DEINE AUFGABE: Gib aus dem Text über den Film „Cameraperson“ die Stelle wortgetreu wieder, die mit „Donnerstag, 28.09., 18.45“ beginnt und bis einschließlich „Entwürfen einer Filmemacherin.“ weitergeht.

TEXTAUSSCHNITT:
Cameraperson

REGIE: Kirsten Johnson   LAND: Vereinigte Staaten   JAHR: 2016   SPRACHE(N): Englisch, Arabisch, Dari, Bosnisch, Hausa   UNTERTITEL: Englisch, Deutsch   LÄNGE: 102 min  

VORSTELLUNGEN

Donnerstag, 28.09., 18.45 Uhr, kommkino in Anwesenheit von Kirsten Johnson
Montag, 02.10., 17.30 Uhr, kommkino

SEKTION: Internationales Forum

Kirsten Johnsons CAMERAPERSON beschäftigt sich mit dem oft idealistischen und immer verzwickten Wunsch, über dokumentarische Bilder eine Verbindung zum Zuschauer zu schaffen. In enger Zusammenarbeit mit dem Schnittmeister Nels Bangerter, arbeitet sich Johnson durch eine Sammlung unbenutzter Materialien aus ihrer langen Karriere als Kamerafrau und erstellt aus diesen Bruchstücken eine Art Selbstportrait, ein Tagebuch, bestehend aus den verworfenen Entwürfen einer Filmemacherin.

BEREITGESTELLTES MATERIAL:
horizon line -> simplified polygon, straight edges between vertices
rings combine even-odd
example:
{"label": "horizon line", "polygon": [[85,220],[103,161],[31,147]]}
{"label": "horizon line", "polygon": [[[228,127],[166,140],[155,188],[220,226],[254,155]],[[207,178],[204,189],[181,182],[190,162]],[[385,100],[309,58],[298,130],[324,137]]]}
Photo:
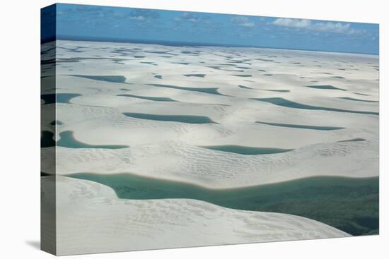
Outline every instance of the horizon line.
{"label": "horizon line", "polygon": [[364,55],[373,55],[379,56],[378,52],[349,52],[342,51],[332,51],[332,50],[322,50],[315,49],[296,49],[296,48],[285,48],[285,47],[275,47],[270,46],[259,46],[259,45],[242,45],[234,44],[228,43],[215,43],[215,42],[181,42],[175,40],[146,40],[146,39],[125,39],[125,38],[115,38],[115,37],[105,37],[98,36],[79,36],[79,35],[55,35],[47,39],[42,39],[41,44],[50,42],[55,40],[69,40],[69,41],[86,41],[86,42],[121,42],[121,43],[140,43],[140,44],[155,44],[164,46],[173,46],[173,47],[248,47],[248,48],[259,48],[259,49],[285,49],[285,50],[297,50],[297,51],[306,51],[306,52],[330,52],[330,53],[340,53],[340,54],[364,54]]}

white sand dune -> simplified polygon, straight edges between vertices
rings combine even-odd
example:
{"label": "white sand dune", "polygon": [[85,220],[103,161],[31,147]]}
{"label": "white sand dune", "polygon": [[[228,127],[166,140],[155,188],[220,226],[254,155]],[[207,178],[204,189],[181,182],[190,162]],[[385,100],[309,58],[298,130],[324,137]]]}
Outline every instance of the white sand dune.
{"label": "white sand dune", "polygon": [[[50,177],[42,181],[43,203]],[[57,207],[57,255],[349,236],[301,217],[196,200],[121,200],[105,186],[59,176]]]}
{"label": "white sand dune", "polygon": [[[57,41],[54,54],[56,89],[42,94],[57,91],[60,123],[46,118],[42,128],[62,146],[42,148],[44,162],[57,155],[42,171],[57,174],[59,255],[349,236],[289,215],[121,200],[66,175],[127,172],[211,188],[378,176],[378,56],[72,41]],[[54,104],[42,107],[43,117],[52,114]],[[69,133],[83,148],[66,143]],[[221,145],[291,150],[204,147]]]}
{"label": "white sand dune", "polygon": [[258,155],[211,150],[178,141],[117,150],[57,147],[57,174],[128,172],[213,188],[315,176],[368,177],[378,176],[378,157],[373,151],[378,145],[370,141],[319,143]]}
{"label": "white sand dune", "polygon": [[[57,91],[81,95],[57,104],[63,124],[56,140],[72,131],[86,144],[130,147],[59,147],[57,174],[129,172],[211,188],[378,175],[376,56],[66,41],[57,46]],[[69,50],[76,46],[83,52]],[[214,124],[125,113],[207,117]],[[364,141],[339,142],[349,140]],[[215,145],[294,150],[245,155],[201,147]]]}

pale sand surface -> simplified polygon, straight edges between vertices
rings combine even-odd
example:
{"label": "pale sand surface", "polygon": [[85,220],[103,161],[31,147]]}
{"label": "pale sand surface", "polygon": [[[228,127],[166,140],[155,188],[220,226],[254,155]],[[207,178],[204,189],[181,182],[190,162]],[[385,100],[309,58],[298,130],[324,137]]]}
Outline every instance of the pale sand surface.
{"label": "pale sand surface", "polygon": [[60,176],[57,207],[58,255],[349,236],[301,217],[196,200],[121,200],[104,185]]}
{"label": "pale sand surface", "polygon": [[[57,127],[56,140],[72,131],[76,140],[86,144],[129,146],[58,147],[59,174],[129,172],[209,188],[319,175],[378,175],[378,116],[295,109],[251,99],[283,98],[317,107],[378,112],[378,103],[373,102],[378,101],[376,56],[66,41],[58,41],[57,46],[57,92],[81,95],[57,104],[57,119],[64,124]],[[69,50],[76,46],[83,47],[83,52]],[[198,74],[205,76],[185,76]],[[93,76],[115,76],[120,83],[88,78]],[[217,89],[221,95],[203,88]],[[120,96],[126,94],[176,102]],[[126,112],[206,116],[215,124],[137,119]],[[342,128],[319,131],[257,121]],[[353,139],[365,140],[339,142]],[[214,145],[293,150],[244,155],[202,147]]]}

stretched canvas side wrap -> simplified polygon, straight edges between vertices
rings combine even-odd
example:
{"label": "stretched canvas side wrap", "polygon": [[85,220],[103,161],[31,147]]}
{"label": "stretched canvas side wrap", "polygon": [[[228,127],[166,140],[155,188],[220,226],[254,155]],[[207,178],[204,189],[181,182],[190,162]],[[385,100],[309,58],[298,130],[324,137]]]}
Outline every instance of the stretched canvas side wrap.
{"label": "stretched canvas side wrap", "polygon": [[65,4],[41,18],[43,251],[378,234],[378,24]]}

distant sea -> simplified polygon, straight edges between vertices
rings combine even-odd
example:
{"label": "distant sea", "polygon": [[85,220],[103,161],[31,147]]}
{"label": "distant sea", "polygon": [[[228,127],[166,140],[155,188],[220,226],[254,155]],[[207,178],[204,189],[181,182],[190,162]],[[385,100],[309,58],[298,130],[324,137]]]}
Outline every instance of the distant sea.
{"label": "distant sea", "polygon": [[[307,52],[332,52],[332,53],[349,53],[366,55],[376,55],[378,53],[367,53],[367,52],[334,52],[329,50],[318,50],[314,49],[288,49],[288,48],[275,48],[269,46],[254,46],[254,45],[237,45],[223,43],[206,43],[206,42],[178,42],[159,40],[139,40],[139,39],[123,39],[123,38],[110,38],[105,37],[89,37],[89,36],[70,36],[70,35],[57,35],[56,39],[58,40],[72,40],[72,41],[83,41],[83,42],[122,42],[122,43],[139,43],[139,44],[153,44],[157,45],[174,46],[174,47],[246,47],[246,48],[262,48],[272,49],[286,49],[286,50],[298,50]],[[41,43],[45,43],[54,40],[52,37],[43,40]]]}

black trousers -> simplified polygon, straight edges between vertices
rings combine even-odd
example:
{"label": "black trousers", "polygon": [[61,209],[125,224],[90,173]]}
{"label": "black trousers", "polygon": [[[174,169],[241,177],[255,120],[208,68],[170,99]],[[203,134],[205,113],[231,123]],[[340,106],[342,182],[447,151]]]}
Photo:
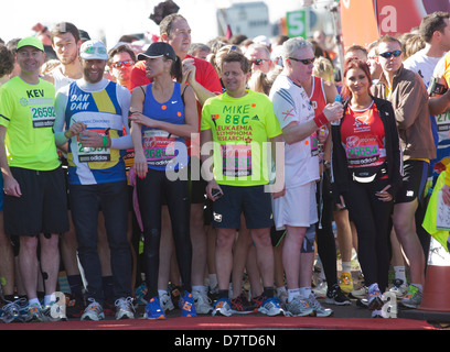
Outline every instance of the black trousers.
{"label": "black trousers", "polygon": [[183,289],[191,292],[192,243],[188,180],[169,180],[164,170],[149,168],[146,178],[137,179],[139,209],[143,227],[143,266],[147,298],[158,296],[161,208],[169,207],[175,254]]}
{"label": "black trousers", "polygon": [[392,255],[389,232],[394,202],[378,200],[375,193],[388,184],[388,179],[381,178],[367,184],[351,182],[349,191],[344,195],[357,231],[357,257],[365,285],[368,287],[377,283],[382,293],[388,285]]}

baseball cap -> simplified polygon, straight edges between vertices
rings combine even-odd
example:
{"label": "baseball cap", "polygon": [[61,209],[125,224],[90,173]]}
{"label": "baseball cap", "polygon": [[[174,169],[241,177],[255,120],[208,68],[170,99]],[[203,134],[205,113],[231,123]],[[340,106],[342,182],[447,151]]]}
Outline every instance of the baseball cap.
{"label": "baseball cap", "polygon": [[44,44],[42,44],[42,42],[35,36],[28,36],[20,40],[15,50],[18,51],[23,46],[34,46],[44,52]]}
{"label": "baseball cap", "polygon": [[146,53],[141,53],[138,55],[138,59],[146,59],[146,58],[157,58],[165,56],[173,61],[176,61],[176,54],[173,47],[164,42],[156,42],[152,43],[146,51]]}
{"label": "baseball cap", "polygon": [[79,57],[83,59],[108,59],[108,51],[100,41],[87,41],[79,48]]}

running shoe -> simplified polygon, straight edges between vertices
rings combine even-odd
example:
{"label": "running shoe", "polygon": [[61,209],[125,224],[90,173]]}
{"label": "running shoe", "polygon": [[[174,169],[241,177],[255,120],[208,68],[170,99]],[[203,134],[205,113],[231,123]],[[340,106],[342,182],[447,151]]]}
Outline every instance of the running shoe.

DEIN ERGEBNIS:
Donnerstag, 28.09., 18.45 Uhr, kommkino in Anwesenheit von Kirsten Johnson
Montag, 02.10., 17.30 Uhr, kommkino

SEKTION: Internationales Forum

Kirsten Johnsons CAMERAPERSON beschäftigt sich mit dem oft idealistischen und immer verzwickten Wunsch, über dokumentarische Bilder eine Verbindung zum Zuschauer zu schaffen. In enger Zusammenarbeit mit dem Schnittmeister Nels Bangerter, arbeitet sich Johnson durch eine Sammlung unbenutzter Materialien aus ihrer langen Karriere als Kamerafrau und erstellt aus diesen Bruchstücken eine Art Selbstportrait, ein Tagebuch, bestehend aus den verworfenen Entwürfen einer Filmemacherin.